PROBLEM DETAILS:
Below is a block of data; give all of it again word for word.

(Items listed in a dataset)
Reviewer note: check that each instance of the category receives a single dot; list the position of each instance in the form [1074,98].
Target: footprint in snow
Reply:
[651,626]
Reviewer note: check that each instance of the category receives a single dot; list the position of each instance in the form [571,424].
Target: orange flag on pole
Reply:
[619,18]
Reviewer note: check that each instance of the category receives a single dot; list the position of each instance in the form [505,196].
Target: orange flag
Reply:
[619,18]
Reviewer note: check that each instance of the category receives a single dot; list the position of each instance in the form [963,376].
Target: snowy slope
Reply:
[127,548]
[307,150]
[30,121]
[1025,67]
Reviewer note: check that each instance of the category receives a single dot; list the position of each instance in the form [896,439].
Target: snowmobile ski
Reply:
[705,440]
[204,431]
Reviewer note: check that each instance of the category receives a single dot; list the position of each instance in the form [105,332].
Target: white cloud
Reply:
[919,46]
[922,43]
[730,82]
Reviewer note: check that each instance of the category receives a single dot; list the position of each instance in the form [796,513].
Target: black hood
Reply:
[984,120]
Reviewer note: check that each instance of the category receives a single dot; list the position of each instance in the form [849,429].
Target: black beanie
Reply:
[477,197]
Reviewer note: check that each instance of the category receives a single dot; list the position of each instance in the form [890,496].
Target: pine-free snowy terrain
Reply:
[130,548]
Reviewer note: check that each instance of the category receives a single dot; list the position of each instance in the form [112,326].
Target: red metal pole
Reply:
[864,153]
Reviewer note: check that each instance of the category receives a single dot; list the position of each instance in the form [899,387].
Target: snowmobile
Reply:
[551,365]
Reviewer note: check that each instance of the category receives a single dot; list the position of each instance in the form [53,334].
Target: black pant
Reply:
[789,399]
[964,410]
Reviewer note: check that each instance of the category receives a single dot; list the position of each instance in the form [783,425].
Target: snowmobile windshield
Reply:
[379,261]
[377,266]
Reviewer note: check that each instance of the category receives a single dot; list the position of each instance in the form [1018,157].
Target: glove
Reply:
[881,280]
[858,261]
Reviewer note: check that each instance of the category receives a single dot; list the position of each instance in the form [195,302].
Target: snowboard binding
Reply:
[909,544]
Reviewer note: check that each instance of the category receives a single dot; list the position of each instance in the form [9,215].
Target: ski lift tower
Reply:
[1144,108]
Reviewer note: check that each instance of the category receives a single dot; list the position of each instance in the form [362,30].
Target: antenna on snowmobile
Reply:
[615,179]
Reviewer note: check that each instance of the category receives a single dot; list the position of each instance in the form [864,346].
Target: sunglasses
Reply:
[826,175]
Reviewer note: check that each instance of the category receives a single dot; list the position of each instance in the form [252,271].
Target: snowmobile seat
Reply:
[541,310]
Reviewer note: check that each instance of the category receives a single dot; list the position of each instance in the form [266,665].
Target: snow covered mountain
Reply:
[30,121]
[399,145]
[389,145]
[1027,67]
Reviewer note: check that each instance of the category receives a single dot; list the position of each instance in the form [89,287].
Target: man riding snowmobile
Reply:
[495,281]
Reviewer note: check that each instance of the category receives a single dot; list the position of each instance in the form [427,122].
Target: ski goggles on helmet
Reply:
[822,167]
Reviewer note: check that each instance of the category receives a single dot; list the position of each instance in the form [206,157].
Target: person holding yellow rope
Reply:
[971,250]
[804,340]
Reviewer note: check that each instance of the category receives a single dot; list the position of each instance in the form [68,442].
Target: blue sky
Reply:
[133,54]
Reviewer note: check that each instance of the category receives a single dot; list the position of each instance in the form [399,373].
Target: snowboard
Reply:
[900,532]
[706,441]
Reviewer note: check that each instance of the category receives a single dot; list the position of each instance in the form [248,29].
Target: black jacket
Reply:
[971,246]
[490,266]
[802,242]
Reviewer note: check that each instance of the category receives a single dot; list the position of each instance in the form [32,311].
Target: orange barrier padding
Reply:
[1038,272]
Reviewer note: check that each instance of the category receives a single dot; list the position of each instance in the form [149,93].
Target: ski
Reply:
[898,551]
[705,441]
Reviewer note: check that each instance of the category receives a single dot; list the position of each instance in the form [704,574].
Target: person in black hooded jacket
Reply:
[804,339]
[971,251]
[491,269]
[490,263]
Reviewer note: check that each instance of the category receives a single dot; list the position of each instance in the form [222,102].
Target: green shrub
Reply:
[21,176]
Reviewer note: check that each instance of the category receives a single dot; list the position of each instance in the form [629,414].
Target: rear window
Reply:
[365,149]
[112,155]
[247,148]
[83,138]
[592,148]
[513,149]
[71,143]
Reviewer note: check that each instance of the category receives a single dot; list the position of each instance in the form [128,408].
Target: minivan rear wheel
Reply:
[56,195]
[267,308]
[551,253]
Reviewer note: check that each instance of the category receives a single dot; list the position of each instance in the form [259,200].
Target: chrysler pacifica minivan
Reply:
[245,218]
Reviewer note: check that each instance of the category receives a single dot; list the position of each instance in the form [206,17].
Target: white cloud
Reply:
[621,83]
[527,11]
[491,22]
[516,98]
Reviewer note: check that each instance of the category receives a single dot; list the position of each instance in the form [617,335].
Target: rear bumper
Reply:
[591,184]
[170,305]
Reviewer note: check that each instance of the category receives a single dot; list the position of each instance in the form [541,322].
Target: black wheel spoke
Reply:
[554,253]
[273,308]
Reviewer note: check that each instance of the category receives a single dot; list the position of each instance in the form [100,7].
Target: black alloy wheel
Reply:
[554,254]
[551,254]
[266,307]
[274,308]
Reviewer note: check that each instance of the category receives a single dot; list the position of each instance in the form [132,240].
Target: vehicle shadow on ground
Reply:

ANSWER TO THE TASK:
Reviewer note: check that each instance of the category receives a single dot; list the position of each instance in the form [1074,98].
Target: footprint in snow
Reply:
[651,626]
Reviewer note: check that each instance of the category receives a single dot; list the position of each instance in the form [571,424].
Target: orange flag on pole
Reply:
[619,18]
Reviewer note: check that each instance of the category receives a single dot; list the position of each instance in the form [505,196].
Target: orange flag
Reply:
[619,18]
Reviewer note: check that each instance of the category receives a single dot; list the position of each instance in the form [963,376].
Target: snowy slope
Reply:
[127,548]
[307,150]
[30,121]
[1025,67]
Reviewer note: check that each instance of the category receives a single dot; list the position of each instance in the form [896,439].
Target: snowmobile ski
Reply:
[705,440]
[204,431]
Reviewer note: check that each instance of the category receives a single dot; list the position of each instance in the form [105,332].
Target: white cloud
Reply:
[919,46]
[922,43]
[730,82]
Reviewer note: check that each instance of the category receives a single dot; list the position of each instance in the form [796,513].
Target: black hood
Reply:
[984,120]
Reviewer note: check that each instance of the category receives a single dot; list the position of each instance in the form [849,429].
Target: black beanie
Reply:
[477,197]
Reviewer note: check that each instance of the category receives a single dot; list the position of each instance in the form [890,496].
Target: pine-free snowy terrain
Reply:
[130,548]
Reviewer note: check that each instance of the category receives a single dot; list the position of each instance in the form [112,326].
Target: red metal pole
Reply:
[864,153]
Reviewer note: check that each instance of the category receives a single dot; list the position of each instance in the form [899,387].
Target: snowmobile
Reply:
[551,365]
Reviewer note: check that each instance of the category receives a single dot; list the position of each instance in the form [53,334].
Target: black pant
Reply:
[789,399]
[964,410]
Reviewer note: check that each instance of the category receives a single dot; list the position of each instance in the form [783,425].
Target: snowmobile windshield
Reply:
[379,261]
[377,266]
Reviewer note: check that each instance of the category receives a single dot; list the position of each instance in the form [1018,157].
Target: glove
Reply:
[881,280]
[858,261]
Reviewer note: check that each instance of the category receives a single dot; list the position of each instance in the form [195,302].
Target: snowboard binding
Reply:
[909,544]
Reviewer note: check that each instance of the category receives a single dot; list the position of each instance in the form [9,215].
Target: ski lift tower
Reply:
[1144,108]
Reviewer note: check that each instance of the category receives a single dot; list the position of each instance in the form [362,30].
Target: antenna on snowmobile
Reply:
[615,179]
Reviewer note: check that each instance of the category receives a single dot; list the position of each instance in the form [864,346].
Target: sunglasses
Reply:
[826,175]
Reviewer note: check that each instance of the category receives a single dot; list the position of each instance in the form [252,271].
Target: snowmobile seat
Reply:
[541,310]
Reviewer note: check that each instance of the category receives a single dot; list the position of each instance in the form [266,665].
Target: snow covered mountain
Reply:
[30,121]
[399,145]
[389,145]
[1027,67]
Reviewer note: check that each instance of the category receives a single dot; list the position of each instance in the form [89,287].
Target: man riding snowmobile
Reply:
[495,281]
Reviewer note: check that each instance of the category receives a single dot; list the position of each instance in the form [427,122].
Target: ski goggles on helmet
Reply:
[822,167]
Reviewer note: check that each instance of the category receives a single dot; list the position of each instance in the form [206,157].
Target: person holding yellow rope
Reply:
[971,250]
[804,340]
Reviewer note: check that each instance of the category receives a single dot; list the position of each instance in the form [68,442].
Target: blue sky
Reply:
[133,54]
Reviewer note: check that each instance of the category receives a single dot; list the position of each instance in the form [399,373].
Target: snowboard
Reply:
[900,532]
[706,441]
Reviewer note: check that each instance of the category receives a single dot; list the position of each instance in the form [248,29].
Target: black jacket
Reply:
[971,246]
[490,266]
[802,242]
Reviewer note: check that each instance of the category receives a single dot; list the position of each instance in the form [32,311].
Target: orange barrier padding
Reply:
[1038,272]
Reviewer note: check that each instance of the category receives a single dot; list the position of each instance in the form [149,93].
Target: ski
Reply:
[898,551]
[705,441]
Reviewer note: check that each instance of the category receives a single dot; list the position of each instance in the form [704,574].
Target: person in black hooded jacket
Reply:
[804,339]
[971,251]
[491,269]
[490,263]
Reviewer note: check that each instance of the category receives a single dot; list the position of each instance in the form [222,102].
Target: green shrub
Reply:
[21,176]
Reviewer note: check that each instance of the category receives a single dot; list the position of each instance in the form [629,414].
Target: rear window
Reply:
[365,149]
[112,155]
[247,148]
[83,138]
[592,148]
[513,149]
[71,143]
Reviewer note: check that each instance of the category receives a single dot; list the position of each instance in the form [128,408].
Target: minivan rear wheel
Reply:
[56,195]
[267,308]
[551,253]
Reviewer note: check that each instance of the category receives a single dot; list the position of each instance in the form [259,200].
Target: chrysler pacifica minivan
Reply:
[245,218]
Reviewer note: check that each instance of the category receives a single dot; list the position of each instance in the form [206,17].
Target: white cloud
Reply:
[621,83]
[527,11]
[491,22]
[516,98]
Reviewer note: check that each instance of the category receives a single dot; list the position of each instance in the form [617,335].
Target: rear bumper
Reply:
[591,184]
[170,305]
Reviewer note: check that each instance of the category receives a single dot; list the position of each instance in the form [541,322].
Target: black wheel spoke
Reply:
[554,253]
[273,308]
Reviewer note: check that each instance of the category receives a single dot; list the position of each instance in the form [100,7].
Target: black alloy wheel
Reply:
[554,254]
[551,254]
[266,307]
[274,308]
Reviewer note: check that each instance of the category receives a single dot; list the position of each instance in the form [132,240].
Target: vehicle shadow on ground
Reply:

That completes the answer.